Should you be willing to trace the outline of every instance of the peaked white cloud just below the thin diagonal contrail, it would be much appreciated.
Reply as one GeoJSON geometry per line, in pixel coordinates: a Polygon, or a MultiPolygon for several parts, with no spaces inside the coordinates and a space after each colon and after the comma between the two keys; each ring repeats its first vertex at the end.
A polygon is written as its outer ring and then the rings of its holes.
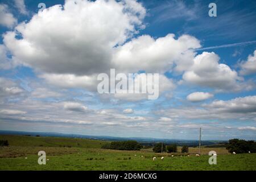
{"type": "Polygon", "coordinates": [[[183,80],[200,86],[223,90],[241,89],[242,78],[226,64],[219,64],[220,57],[214,52],[203,52],[193,59],[192,67],[183,75],[183,80]]]}

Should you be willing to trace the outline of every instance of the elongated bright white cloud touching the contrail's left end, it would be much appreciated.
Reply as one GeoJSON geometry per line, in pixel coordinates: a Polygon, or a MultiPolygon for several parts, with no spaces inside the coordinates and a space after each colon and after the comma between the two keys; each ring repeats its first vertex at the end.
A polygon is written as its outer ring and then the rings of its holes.
{"type": "Polygon", "coordinates": [[[164,73],[174,65],[176,71],[182,72],[192,65],[192,49],[199,47],[199,40],[189,35],[177,39],[174,34],[158,39],[143,35],[115,48],[113,64],[125,72],[164,73]]]}

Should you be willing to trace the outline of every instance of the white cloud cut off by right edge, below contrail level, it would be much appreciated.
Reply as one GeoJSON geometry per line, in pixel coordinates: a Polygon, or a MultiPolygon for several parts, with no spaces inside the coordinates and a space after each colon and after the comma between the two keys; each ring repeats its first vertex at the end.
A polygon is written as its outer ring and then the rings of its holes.
{"type": "Polygon", "coordinates": [[[253,55],[249,55],[247,61],[243,61],[241,63],[241,71],[242,75],[250,75],[256,73],[256,50],[253,55]]]}

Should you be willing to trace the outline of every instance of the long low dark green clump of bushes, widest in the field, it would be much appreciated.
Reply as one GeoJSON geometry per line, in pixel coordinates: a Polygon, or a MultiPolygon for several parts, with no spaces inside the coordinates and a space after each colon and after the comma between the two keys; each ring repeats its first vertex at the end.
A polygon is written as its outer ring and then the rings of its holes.
{"type": "Polygon", "coordinates": [[[134,140],[107,143],[101,148],[113,150],[141,150],[142,145],[134,140]]]}

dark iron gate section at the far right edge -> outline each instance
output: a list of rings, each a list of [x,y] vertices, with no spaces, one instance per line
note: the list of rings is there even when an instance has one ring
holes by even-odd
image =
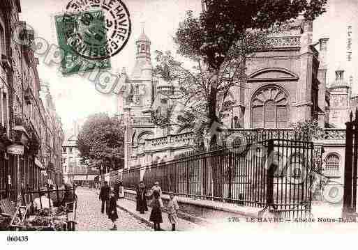
[[[343,217],[357,212],[358,109],[355,120],[351,112],[350,121],[345,125]]]

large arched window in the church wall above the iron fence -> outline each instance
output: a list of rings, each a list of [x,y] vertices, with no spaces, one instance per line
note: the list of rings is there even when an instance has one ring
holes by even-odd
[[[276,86],[264,86],[251,102],[251,127],[288,127],[288,95]]]

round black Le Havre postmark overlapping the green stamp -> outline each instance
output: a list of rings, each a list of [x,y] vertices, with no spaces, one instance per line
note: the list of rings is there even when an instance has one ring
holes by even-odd
[[[103,20],[84,15],[94,9],[103,10]],[[66,12],[78,17],[77,26],[73,33],[68,32],[68,36],[78,42],[80,46],[75,47],[74,51],[83,58],[110,58],[126,46],[131,24],[128,9],[121,0],[71,0]],[[107,33],[106,40],[103,40],[104,33]]]

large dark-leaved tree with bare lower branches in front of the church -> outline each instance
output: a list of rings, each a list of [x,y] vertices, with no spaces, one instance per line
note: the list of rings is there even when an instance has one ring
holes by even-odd
[[[246,61],[271,47],[269,34],[285,29],[302,15],[313,20],[325,12],[327,0],[203,0],[195,17],[188,11],[174,36],[177,53],[195,63],[188,69],[170,52],[158,52],[156,74],[179,84],[172,107],[157,111],[154,120],[163,127],[196,126],[209,132],[220,124],[232,102],[230,88],[244,81]],[[178,110],[178,107],[179,110]],[[173,118],[173,114],[179,116]],[[211,138],[211,136],[210,136]]]

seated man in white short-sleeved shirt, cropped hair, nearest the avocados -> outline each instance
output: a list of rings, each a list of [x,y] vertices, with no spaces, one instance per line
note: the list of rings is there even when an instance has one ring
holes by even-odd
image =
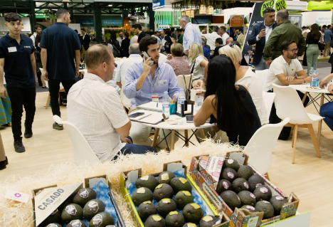
[[[153,147],[132,144],[131,128],[120,96],[106,82],[115,70],[112,49],[94,45],[85,54],[88,73],[68,93],[68,121],[87,139],[101,162],[117,158],[117,154],[157,152]]]

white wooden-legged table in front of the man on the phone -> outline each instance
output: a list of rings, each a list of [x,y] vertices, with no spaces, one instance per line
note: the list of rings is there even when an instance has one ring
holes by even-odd
[[[157,138],[159,137],[159,130],[171,130],[171,132],[169,133],[169,134],[171,134],[171,144],[169,146],[169,149],[173,150],[174,149],[174,136],[175,136],[175,134],[176,134],[177,137],[179,137],[181,139],[184,138],[183,139],[183,141],[185,142],[184,146],[189,147],[189,142],[190,142],[189,140],[191,139],[191,137],[196,136],[196,134],[195,134],[196,130],[200,130],[201,139],[206,139],[206,136],[205,136],[205,133],[203,132],[203,129],[207,128],[207,127],[213,127],[214,126],[213,124],[206,123],[204,125],[196,127],[194,125],[194,123],[187,123],[186,122],[186,117],[179,117],[178,115],[170,115],[169,120],[176,120],[178,122],[178,125],[170,125],[167,122],[161,122],[157,125],[141,123],[142,125],[145,125],[145,126],[148,126],[148,127],[154,127],[156,129],[155,134],[154,134],[154,139],[153,139],[153,142],[152,142],[152,147],[156,147]],[[183,125],[179,125],[179,122],[183,122]],[[177,132],[176,130],[185,130],[185,137],[183,135],[181,135],[179,132]],[[189,137],[189,130],[191,130],[193,132],[190,137]],[[167,135],[164,134],[164,139],[166,139],[166,137],[168,137],[169,134],[167,134]],[[190,143],[193,144],[192,142],[190,142]],[[166,144],[167,144],[167,142],[166,142]]]

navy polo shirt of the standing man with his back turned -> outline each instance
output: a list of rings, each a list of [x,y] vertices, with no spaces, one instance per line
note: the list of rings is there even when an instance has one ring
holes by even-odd
[[[75,80],[75,50],[81,49],[78,33],[65,23],[56,22],[43,31],[40,46],[48,53],[48,79]]]

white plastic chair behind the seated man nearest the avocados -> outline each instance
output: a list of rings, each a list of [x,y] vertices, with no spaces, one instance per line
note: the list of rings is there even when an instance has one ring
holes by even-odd
[[[70,122],[63,121],[58,115],[53,116],[53,120],[58,124],[62,124],[70,136],[70,141],[73,145],[73,158],[75,164],[88,161],[91,164],[101,163],[97,158],[93,149],[91,149],[83,134],[75,125]]]

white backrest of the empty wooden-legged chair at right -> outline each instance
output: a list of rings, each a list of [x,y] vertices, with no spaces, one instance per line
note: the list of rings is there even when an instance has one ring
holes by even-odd
[[[310,124],[312,122],[305,111],[300,96],[294,88],[273,83],[273,90],[276,94],[275,108],[277,117],[280,117],[280,119],[289,117],[290,123],[297,125]]]

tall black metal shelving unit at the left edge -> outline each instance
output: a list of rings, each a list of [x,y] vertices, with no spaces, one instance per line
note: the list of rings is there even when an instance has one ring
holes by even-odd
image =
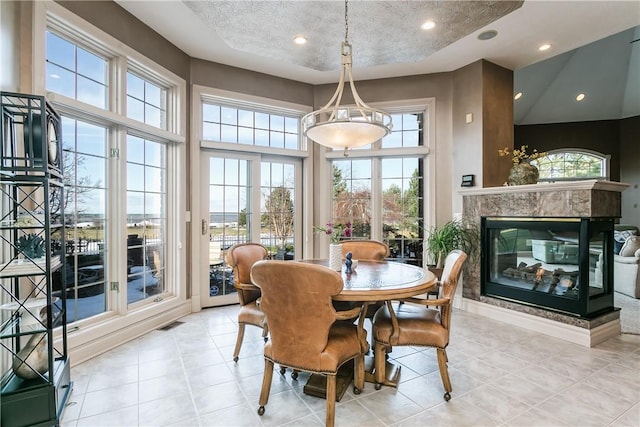
[[[0,424],[58,425],[72,388],[60,117],[42,96],[0,99]]]

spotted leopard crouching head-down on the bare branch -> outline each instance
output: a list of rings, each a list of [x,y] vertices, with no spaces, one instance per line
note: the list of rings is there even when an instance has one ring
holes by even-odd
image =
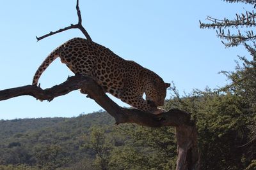
[[[84,38],[72,38],[53,50],[36,70],[32,85],[38,85],[42,73],[58,57],[74,74],[92,76],[104,92],[133,108],[154,114],[164,111],[159,106],[164,105],[170,83],[150,69]],[[86,94],[86,89],[80,92]]]

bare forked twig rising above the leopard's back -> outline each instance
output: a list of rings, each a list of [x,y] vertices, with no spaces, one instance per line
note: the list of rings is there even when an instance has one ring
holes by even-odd
[[[40,41],[41,39],[44,39],[48,36],[52,36],[52,35],[57,34],[59,32],[66,31],[68,29],[79,29],[80,31],[83,32],[86,39],[88,39],[89,41],[92,41],[92,38],[90,37],[90,35],[88,34],[86,29],[84,29],[84,27],[82,25],[81,11],[79,9],[79,0],[77,0],[77,2],[76,2],[76,11],[77,11],[77,17],[78,17],[78,23],[76,25],[71,24],[70,26],[65,27],[63,29],[59,29],[58,31],[54,31],[54,32],[51,31],[49,34],[45,34],[44,36],[40,36],[39,38],[36,36],[37,41]]]

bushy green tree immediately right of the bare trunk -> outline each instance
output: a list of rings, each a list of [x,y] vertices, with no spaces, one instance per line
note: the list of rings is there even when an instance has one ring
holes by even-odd
[[[175,87],[173,87],[175,90]],[[168,108],[193,113],[198,128],[202,169],[245,169],[252,160],[243,145],[250,141],[250,111],[232,91],[195,90],[184,97],[175,90]]]

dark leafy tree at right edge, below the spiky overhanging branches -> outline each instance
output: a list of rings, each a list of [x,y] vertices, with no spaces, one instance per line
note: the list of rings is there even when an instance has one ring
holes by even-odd
[[[236,71],[223,72],[232,81],[223,90],[230,89],[232,93],[240,96],[246,103],[243,113],[245,117],[248,117],[247,125],[250,129],[250,139],[244,148],[247,150],[246,157],[253,161],[256,159],[256,46],[252,47],[247,44],[245,46],[253,59],[248,60],[245,57],[240,57],[243,61],[242,67],[237,64]]]

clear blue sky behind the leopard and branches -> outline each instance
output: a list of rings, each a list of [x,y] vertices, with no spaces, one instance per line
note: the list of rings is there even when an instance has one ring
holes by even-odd
[[[54,48],[70,38],[83,37],[74,29],[36,42],[35,36],[76,24],[75,6],[76,0],[1,2],[0,89],[30,84]],[[244,4],[221,0],[93,0],[81,1],[80,8],[83,25],[93,41],[155,71],[166,82],[174,81],[180,92],[225,85],[225,76],[218,72],[234,70],[237,55],[248,55],[243,46],[225,48],[214,30],[200,29],[198,22],[204,22],[207,15],[234,18],[235,13],[251,9]],[[40,78],[41,87],[52,87],[68,75],[73,74],[58,59]],[[74,117],[100,109],[76,90],[51,103],[29,96],[0,101],[0,119]]]

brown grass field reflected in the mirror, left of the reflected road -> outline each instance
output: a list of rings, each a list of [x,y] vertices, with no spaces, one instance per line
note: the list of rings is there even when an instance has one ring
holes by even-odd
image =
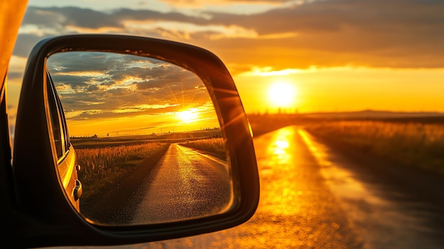
[[[104,148],[77,148],[75,150],[77,163],[82,167],[79,179],[84,186],[82,199],[88,199],[94,192],[100,192],[101,189],[118,182],[128,170],[165,150],[167,145],[167,143],[143,143]]]

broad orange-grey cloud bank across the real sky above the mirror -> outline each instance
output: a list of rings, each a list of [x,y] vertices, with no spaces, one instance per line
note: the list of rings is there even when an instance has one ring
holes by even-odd
[[[307,68],[444,67],[444,2],[419,0],[294,1],[254,14],[74,7],[30,7],[23,27],[48,35],[83,30],[186,41],[233,65]],[[23,28],[23,32],[26,28]],[[38,35],[21,33],[14,54],[25,56]],[[116,77],[118,74],[116,72]],[[138,82],[143,82],[140,80]],[[142,87],[143,83],[140,83]]]

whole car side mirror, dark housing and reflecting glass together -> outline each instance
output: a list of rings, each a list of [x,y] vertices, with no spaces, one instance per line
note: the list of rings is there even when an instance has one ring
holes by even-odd
[[[218,152],[195,145],[210,139]],[[89,149],[112,162],[120,154],[107,150],[145,153],[97,173],[105,162],[89,163]],[[160,165],[166,155],[182,159]],[[131,170],[118,175],[123,167]],[[209,233],[247,221],[259,199],[250,126],[223,62],[192,45],[126,35],[64,35],[35,45],[18,106],[13,175],[18,207],[33,219],[29,234],[44,234],[36,241],[23,239],[25,232],[16,242],[24,247]],[[99,184],[110,175],[112,184]],[[135,178],[136,187],[123,187]],[[163,185],[155,187],[158,178]],[[117,192],[138,201],[115,199]],[[145,192],[155,194],[135,197]],[[133,218],[142,199],[146,209]],[[116,206],[126,218],[115,218]]]

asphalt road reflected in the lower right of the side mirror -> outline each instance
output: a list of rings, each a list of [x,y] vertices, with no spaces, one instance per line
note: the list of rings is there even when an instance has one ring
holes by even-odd
[[[231,201],[229,179],[226,162],[174,143],[140,187],[132,223],[217,214]]]

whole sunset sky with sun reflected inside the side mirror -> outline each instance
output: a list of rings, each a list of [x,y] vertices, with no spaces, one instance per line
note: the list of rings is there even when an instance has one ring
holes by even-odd
[[[110,52],[62,52],[47,60],[70,135],[136,135],[218,128],[196,74],[169,62]]]

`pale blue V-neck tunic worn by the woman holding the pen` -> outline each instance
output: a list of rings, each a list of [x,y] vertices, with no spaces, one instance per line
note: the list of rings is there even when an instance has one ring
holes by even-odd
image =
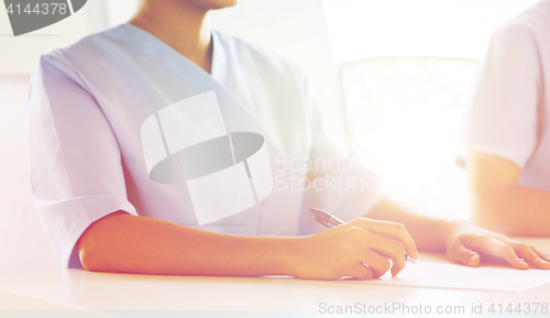
[[[28,147],[35,207],[63,266],[118,210],[209,231],[301,235],[310,205],[349,221],[385,193],[324,136],[302,73],[212,32],[206,73],[122,24],[41,56]]]

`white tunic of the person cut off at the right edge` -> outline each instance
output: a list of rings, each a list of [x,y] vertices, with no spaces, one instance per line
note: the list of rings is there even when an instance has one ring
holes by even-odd
[[[465,145],[512,161],[519,184],[550,190],[550,0],[492,36],[466,117]]]

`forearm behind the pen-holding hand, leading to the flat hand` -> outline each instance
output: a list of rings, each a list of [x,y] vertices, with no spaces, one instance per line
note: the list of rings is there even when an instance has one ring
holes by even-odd
[[[418,250],[444,253],[453,221],[433,219],[414,213],[410,207],[385,199],[372,207],[365,218],[399,222],[405,226]]]

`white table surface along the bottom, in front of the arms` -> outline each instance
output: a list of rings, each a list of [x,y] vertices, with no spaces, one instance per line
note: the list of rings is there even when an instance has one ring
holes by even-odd
[[[550,239],[518,240],[550,252]],[[420,263],[449,262],[444,255],[429,253],[421,253],[419,261]],[[548,274],[550,275],[550,271]],[[75,312],[79,312],[77,316],[87,315],[82,317],[160,317],[161,314],[166,317],[338,316],[322,315],[320,312],[321,303],[328,306],[354,306],[355,303],[367,306],[393,303],[403,303],[407,306],[421,304],[432,307],[432,310],[439,305],[465,306],[466,314],[455,317],[470,317],[471,315],[468,314],[471,311],[472,304],[483,304],[485,312],[475,315],[475,317],[501,317],[501,315],[486,310],[492,303],[516,306],[518,303],[526,301],[550,303],[550,284],[514,293],[376,286],[358,284],[356,281],[324,282],[277,277],[132,275],[61,268],[57,271],[0,274],[0,317],[2,317],[2,312],[8,312],[8,317],[15,317],[21,311],[4,310],[20,309],[48,310],[38,311],[41,312],[40,317],[44,317],[44,312],[55,314],[53,317],[61,317],[63,315],[59,312],[64,312],[64,310],[72,312],[67,317],[74,317]],[[206,315],[202,311],[189,310],[213,311],[208,311]],[[550,312],[546,315],[510,315],[505,312],[502,316],[550,317]]]

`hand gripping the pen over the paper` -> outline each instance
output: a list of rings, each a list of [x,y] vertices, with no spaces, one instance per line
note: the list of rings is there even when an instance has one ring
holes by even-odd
#####
• Work request: All lines in the data that contain the word "much" should be copied.

• Answer section:
Should you be willing to trace the outline of every instance of the peaked white cloud just below the thin diagonal contrail, it would be much appreciated.
Should you be willing to trace the outline of every instance of the elongated bright white cloud touching the contrail's left end, it would be much appreciated.
Should you be willing to trace the outline of every instance of the white cloud cut off by right edge, below contrail level, it would be much appreciated.
Should you be willing to trace the outline of every instance of the long low dark green clump of bushes, widest in the field, it would be much appreciated.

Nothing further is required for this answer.